◆ **WRITTEN EXERCISE**
Copy out word for word the lines of the records, from the line containing "Question. Spot each instance of the green and" through the last line of the records, both included.

◆ **EXERCISE INPUT**
================
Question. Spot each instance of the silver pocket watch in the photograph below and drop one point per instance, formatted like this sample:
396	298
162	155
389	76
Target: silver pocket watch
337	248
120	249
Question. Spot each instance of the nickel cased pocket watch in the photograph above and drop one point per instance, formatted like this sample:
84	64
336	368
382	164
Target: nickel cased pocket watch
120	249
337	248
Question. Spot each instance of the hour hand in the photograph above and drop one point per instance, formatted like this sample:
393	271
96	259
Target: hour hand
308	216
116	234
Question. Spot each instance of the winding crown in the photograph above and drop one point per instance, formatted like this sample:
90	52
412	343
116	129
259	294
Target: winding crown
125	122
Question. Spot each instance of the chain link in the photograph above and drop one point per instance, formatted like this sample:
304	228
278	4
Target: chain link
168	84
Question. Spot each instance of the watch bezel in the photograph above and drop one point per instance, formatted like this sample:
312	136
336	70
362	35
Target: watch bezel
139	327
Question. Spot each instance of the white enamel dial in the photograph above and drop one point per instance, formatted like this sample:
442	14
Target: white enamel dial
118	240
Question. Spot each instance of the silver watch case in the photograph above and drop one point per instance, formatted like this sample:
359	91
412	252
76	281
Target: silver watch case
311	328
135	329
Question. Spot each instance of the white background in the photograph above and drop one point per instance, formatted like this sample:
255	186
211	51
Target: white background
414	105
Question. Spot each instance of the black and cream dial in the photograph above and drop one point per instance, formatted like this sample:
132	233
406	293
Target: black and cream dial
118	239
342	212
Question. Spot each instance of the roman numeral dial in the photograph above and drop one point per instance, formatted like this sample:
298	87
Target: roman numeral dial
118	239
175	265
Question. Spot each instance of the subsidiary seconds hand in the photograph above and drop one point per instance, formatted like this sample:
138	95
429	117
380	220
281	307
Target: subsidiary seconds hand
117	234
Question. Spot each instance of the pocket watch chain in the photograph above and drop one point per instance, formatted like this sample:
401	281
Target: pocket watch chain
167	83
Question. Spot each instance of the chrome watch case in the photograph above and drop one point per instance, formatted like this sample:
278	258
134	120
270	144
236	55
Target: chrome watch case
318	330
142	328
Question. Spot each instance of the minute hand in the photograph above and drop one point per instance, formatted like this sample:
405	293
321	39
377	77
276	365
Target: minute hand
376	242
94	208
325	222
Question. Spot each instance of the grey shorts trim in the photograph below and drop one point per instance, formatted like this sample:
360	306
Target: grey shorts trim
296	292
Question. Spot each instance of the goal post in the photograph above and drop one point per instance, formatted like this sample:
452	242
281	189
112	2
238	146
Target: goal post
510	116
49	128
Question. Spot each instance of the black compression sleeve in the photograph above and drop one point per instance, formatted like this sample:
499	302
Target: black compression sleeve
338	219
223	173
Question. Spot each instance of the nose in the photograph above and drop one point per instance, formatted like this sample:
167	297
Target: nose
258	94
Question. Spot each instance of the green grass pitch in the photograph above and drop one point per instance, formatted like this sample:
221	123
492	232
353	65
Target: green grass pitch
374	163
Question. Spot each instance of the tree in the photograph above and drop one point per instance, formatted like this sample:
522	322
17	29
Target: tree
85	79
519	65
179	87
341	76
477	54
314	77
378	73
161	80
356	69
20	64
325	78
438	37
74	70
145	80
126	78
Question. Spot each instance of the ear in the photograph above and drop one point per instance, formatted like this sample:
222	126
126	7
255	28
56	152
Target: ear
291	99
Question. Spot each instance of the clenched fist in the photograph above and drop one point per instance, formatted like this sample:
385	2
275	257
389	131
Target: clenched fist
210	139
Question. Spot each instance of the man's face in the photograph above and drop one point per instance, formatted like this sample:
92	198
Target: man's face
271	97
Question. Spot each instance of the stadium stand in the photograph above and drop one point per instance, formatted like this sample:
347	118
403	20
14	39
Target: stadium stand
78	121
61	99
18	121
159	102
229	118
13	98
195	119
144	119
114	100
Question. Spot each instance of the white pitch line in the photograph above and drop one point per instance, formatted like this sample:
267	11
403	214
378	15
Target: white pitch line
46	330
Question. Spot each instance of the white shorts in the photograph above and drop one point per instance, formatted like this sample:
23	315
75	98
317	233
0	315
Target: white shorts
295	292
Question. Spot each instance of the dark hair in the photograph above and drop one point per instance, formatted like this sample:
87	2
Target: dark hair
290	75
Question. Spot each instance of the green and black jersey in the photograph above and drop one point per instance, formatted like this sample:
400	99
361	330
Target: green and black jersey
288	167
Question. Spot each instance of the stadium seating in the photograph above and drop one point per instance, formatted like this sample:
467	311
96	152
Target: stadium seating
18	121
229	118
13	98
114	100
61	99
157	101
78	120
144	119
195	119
================
◆ **THE RESPONSE**
Question. Spot each instance of the green and black jersey in the photograph above and drop one point per instance, formatted like this sample:
400	99
361	330
Target: green and black jersey
288	167
Question. Spot each instance of the stadium seating in the photograph above and drop one point per instance, formatted like this sample:
467	311
96	152
Target: stadium seating
18	121
229	118
13	98
114	100
61	99
157	101
78	120
144	119
195	119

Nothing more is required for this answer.